TASK DETAILS
Would you please return every line from the listing that contains the word "gray"?

PROVIDED ENTRIES

- - -

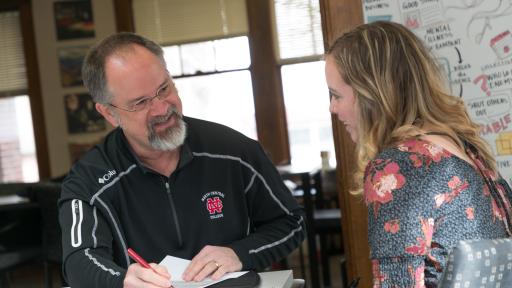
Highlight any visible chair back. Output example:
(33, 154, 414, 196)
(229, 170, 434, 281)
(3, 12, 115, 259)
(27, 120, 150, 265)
(439, 238, 512, 287)
(30, 182, 62, 263)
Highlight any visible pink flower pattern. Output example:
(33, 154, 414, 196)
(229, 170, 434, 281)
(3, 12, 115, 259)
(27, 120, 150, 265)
(434, 176, 469, 208)
(365, 160, 406, 217)
(397, 138, 451, 168)
(466, 207, 475, 220)
(366, 138, 512, 287)
(384, 219, 400, 234)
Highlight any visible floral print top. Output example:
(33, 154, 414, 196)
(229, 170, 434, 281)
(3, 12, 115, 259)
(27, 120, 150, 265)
(364, 137, 512, 287)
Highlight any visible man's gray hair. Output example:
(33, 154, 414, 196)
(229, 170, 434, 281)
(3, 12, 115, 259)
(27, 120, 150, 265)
(82, 32, 166, 104)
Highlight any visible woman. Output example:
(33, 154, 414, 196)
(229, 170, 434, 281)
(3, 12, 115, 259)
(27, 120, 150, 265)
(325, 21, 512, 287)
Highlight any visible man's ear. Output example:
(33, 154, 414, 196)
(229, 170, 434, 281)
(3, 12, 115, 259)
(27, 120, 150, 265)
(96, 103, 120, 127)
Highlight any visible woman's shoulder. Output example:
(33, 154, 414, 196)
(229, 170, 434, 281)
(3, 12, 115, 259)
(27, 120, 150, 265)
(364, 138, 462, 207)
(375, 137, 456, 166)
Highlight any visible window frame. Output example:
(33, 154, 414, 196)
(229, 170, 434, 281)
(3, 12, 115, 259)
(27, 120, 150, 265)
(0, 0, 50, 180)
(115, 0, 329, 166)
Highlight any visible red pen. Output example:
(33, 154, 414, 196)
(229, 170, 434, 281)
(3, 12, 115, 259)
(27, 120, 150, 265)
(127, 248, 173, 287)
(127, 248, 161, 275)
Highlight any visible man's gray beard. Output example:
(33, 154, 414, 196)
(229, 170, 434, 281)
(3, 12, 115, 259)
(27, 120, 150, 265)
(147, 107, 187, 151)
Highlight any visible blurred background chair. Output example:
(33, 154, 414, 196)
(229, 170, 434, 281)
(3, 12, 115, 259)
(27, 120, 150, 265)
(0, 183, 41, 288)
(29, 181, 65, 288)
(280, 166, 345, 288)
(1, 181, 65, 288)
(439, 238, 512, 288)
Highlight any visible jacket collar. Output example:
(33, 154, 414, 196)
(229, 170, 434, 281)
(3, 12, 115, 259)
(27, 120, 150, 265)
(117, 127, 193, 176)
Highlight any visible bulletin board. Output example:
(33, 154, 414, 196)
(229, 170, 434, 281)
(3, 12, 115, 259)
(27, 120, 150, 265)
(362, 0, 512, 182)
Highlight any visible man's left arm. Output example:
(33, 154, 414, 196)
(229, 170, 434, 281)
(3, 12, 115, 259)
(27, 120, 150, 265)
(226, 142, 306, 270)
(226, 160, 306, 271)
(183, 144, 305, 281)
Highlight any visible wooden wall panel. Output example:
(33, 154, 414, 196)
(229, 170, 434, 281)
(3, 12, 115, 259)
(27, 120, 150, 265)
(319, 0, 372, 286)
(20, 0, 51, 179)
(113, 0, 134, 32)
(245, 0, 290, 165)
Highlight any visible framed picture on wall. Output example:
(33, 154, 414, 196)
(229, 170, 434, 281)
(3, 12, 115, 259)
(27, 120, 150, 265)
(68, 140, 100, 164)
(54, 0, 95, 40)
(58, 45, 88, 87)
(64, 92, 105, 134)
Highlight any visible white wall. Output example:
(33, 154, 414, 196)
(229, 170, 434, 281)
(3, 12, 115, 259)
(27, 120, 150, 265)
(31, 0, 116, 177)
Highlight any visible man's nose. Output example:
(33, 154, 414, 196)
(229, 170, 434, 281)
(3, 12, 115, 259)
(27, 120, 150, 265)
(148, 96, 170, 115)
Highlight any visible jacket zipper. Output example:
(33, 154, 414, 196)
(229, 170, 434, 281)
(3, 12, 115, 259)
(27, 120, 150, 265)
(164, 179, 183, 247)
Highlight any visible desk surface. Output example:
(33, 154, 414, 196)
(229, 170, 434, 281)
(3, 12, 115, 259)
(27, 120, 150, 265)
(62, 270, 295, 288)
(0, 196, 37, 212)
(258, 270, 293, 288)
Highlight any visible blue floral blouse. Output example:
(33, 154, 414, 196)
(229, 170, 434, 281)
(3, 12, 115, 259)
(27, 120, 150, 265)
(364, 138, 512, 287)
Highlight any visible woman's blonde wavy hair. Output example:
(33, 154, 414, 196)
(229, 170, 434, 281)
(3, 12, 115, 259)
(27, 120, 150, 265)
(326, 21, 496, 195)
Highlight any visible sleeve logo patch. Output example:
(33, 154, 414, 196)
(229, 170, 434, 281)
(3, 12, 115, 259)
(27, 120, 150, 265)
(98, 170, 117, 184)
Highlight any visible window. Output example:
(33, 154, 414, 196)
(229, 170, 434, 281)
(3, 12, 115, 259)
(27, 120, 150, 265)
(162, 36, 256, 139)
(175, 71, 256, 139)
(163, 36, 251, 76)
(274, 0, 324, 59)
(281, 61, 334, 168)
(133, 1, 256, 138)
(131, 0, 334, 166)
(0, 96, 39, 182)
(274, 0, 335, 168)
(0, 11, 39, 182)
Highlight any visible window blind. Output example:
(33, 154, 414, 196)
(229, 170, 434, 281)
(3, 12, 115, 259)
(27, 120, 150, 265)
(273, 0, 324, 60)
(0, 11, 27, 97)
(132, 0, 248, 45)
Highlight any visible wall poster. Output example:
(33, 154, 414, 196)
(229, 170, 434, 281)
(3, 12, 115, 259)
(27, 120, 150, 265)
(363, 0, 512, 183)
(54, 0, 95, 40)
(58, 45, 88, 87)
(64, 92, 105, 134)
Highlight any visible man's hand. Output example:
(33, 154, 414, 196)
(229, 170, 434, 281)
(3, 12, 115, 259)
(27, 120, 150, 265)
(124, 263, 172, 288)
(182, 245, 242, 282)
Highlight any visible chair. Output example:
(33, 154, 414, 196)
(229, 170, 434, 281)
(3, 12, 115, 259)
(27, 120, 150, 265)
(0, 183, 42, 288)
(29, 182, 66, 288)
(439, 238, 512, 288)
(305, 171, 344, 288)
(279, 167, 344, 288)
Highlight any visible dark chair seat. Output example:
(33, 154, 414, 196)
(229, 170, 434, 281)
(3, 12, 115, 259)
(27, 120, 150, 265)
(0, 185, 42, 288)
(1, 181, 65, 288)
(314, 209, 341, 224)
(0, 247, 41, 270)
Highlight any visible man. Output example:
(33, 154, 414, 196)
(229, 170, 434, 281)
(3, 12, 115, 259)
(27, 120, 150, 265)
(59, 32, 306, 288)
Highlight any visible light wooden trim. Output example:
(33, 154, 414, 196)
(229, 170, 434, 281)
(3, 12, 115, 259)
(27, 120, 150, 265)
(20, 0, 50, 179)
(245, 0, 290, 165)
(319, 0, 372, 286)
(113, 0, 134, 32)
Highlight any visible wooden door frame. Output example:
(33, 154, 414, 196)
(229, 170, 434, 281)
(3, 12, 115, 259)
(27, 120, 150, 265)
(2, 0, 51, 180)
(319, 0, 372, 286)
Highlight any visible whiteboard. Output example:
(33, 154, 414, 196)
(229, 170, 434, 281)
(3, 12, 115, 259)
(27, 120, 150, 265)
(362, 0, 512, 183)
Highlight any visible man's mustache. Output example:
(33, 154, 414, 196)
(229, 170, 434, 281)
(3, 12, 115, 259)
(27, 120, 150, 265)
(149, 107, 181, 127)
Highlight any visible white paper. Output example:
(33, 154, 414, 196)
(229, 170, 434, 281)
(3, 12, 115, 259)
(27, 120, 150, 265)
(159, 255, 247, 288)
(0, 195, 29, 205)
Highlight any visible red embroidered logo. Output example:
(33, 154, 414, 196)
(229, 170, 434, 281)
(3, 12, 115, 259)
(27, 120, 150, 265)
(201, 191, 225, 219)
(206, 197, 223, 214)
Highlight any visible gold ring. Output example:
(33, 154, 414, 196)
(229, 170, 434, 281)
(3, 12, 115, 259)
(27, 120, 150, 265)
(214, 261, 220, 269)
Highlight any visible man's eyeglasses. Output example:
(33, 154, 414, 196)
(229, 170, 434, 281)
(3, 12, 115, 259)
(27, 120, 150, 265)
(109, 79, 175, 112)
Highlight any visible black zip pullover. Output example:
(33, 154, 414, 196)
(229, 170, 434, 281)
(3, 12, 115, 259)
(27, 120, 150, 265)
(59, 117, 306, 288)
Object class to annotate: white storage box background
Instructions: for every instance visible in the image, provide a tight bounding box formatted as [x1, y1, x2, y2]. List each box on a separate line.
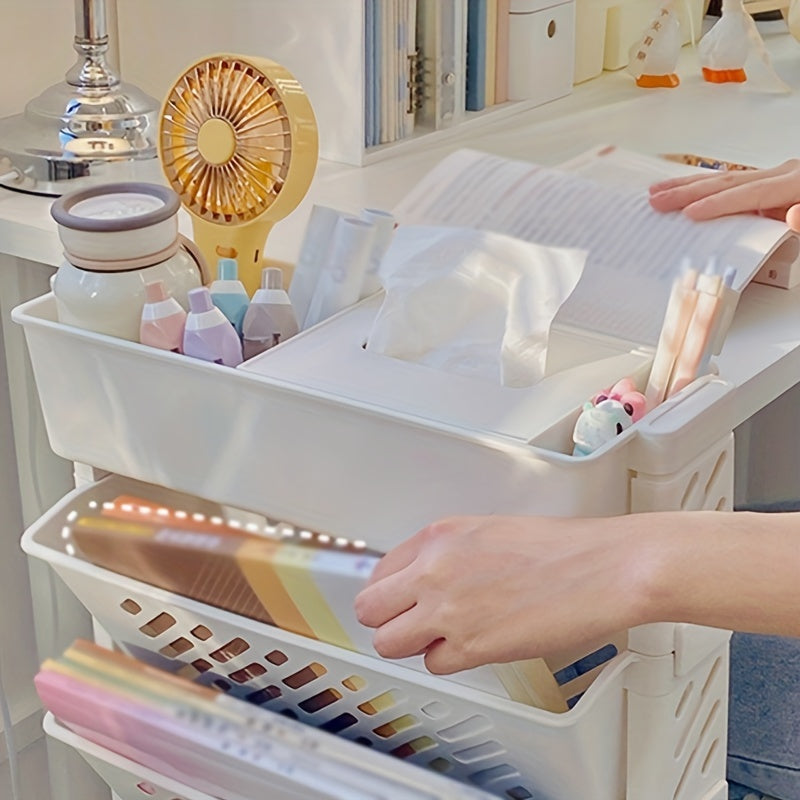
[508, 0, 576, 101]
[27, 475, 731, 800]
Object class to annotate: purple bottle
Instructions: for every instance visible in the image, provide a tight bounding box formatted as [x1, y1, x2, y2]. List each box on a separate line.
[182, 287, 243, 367]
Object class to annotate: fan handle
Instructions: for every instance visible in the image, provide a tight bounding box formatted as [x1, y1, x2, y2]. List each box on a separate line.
[191, 218, 282, 296]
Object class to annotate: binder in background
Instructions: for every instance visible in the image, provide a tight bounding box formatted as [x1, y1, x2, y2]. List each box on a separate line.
[485, 0, 498, 106]
[415, 0, 467, 130]
[495, 0, 511, 103]
[466, 0, 488, 111]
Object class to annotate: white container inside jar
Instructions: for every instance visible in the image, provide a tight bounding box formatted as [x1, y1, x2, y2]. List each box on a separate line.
[51, 183, 210, 341]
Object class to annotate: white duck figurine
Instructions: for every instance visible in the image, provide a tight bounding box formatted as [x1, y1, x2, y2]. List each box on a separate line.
[699, 0, 790, 88]
[627, 2, 684, 88]
[698, 0, 753, 82]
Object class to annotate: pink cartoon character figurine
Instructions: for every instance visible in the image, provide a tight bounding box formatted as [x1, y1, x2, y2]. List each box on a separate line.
[572, 378, 647, 457]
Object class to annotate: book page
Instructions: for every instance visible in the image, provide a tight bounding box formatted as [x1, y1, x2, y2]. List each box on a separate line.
[393, 148, 792, 348]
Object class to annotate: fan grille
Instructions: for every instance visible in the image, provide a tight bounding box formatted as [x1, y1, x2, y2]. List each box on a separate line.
[160, 57, 292, 225]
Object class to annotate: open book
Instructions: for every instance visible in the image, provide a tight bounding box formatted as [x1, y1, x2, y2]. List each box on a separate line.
[392, 145, 800, 373]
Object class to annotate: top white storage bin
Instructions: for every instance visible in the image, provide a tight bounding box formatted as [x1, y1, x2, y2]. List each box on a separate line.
[13, 292, 735, 549]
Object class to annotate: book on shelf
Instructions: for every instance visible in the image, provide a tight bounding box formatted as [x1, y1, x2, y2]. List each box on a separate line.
[484, 0, 498, 107]
[416, 0, 468, 130]
[365, 0, 514, 146]
[391, 145, 799, 374]
[465, 0, 488, 110]
[494, 0, 511, 103]
[364, 0, 421, 147]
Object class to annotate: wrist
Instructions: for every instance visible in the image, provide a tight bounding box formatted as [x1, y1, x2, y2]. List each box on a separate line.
[631, 510, 735, 628]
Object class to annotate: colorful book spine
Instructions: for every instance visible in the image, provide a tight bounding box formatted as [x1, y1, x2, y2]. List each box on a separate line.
[466, 0, 488, 111]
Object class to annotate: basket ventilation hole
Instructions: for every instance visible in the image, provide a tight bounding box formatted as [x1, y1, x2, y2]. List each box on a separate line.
[120, 599, 141, 615]
[213, 679, 231, 692]
[246, 685, 282, 705]
[299, 687, 343, 713]
[266, 649, 289, 665]
[437, 714, 493, 743]
[469, 763, 519, 787]
[139, 612, 176, 637]
[229, 662, 268, 683]
[429, 757, 454, 773]
[391, 736, 437, 758]
[704, 450, 728, 498]
[675, 681, 694, 719]
[192, 659, 213, 673]
[355, 736, 373, 747]
[342, 674, 366, 692]
[283, 662, 327, 689]
[135, 783, 156, 796]
[507, 789, 534, 800]
[680, 472, 700, 509]
[358, 690, 398, 716]
[373, 714, 418, 738]
[191, 625, 213, 640]
[702, 738, 720, 775]
[210, 637, 250, 663]
[421, 700, 450, 719]
[159, 637, 193, 658]
[321, 712, 358, 733]
[452, 740, 506, 764]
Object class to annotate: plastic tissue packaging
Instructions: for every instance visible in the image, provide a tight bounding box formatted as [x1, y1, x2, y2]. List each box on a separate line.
[366, 225, 585, 387]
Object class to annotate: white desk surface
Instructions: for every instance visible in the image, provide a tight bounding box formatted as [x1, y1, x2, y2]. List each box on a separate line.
[2, 20, 800, 439]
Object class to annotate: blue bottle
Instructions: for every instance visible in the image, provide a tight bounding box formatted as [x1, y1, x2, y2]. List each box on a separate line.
[208, 257, 249, 336]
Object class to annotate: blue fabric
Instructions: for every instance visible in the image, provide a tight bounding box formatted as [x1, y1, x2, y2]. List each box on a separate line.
[727, 632, 800, 800]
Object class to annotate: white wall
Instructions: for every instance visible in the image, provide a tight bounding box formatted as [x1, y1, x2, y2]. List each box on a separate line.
[0, 0, 75, 117]
[0, 0, 121, 118]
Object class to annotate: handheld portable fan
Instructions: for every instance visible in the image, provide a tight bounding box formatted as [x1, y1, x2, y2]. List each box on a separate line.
[158, 54, 319, 295]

- - -

SOLVED PROBLEM
Highlight any visible man's gray hair. Output example:
Highlight any visible man's gray beard. Output example:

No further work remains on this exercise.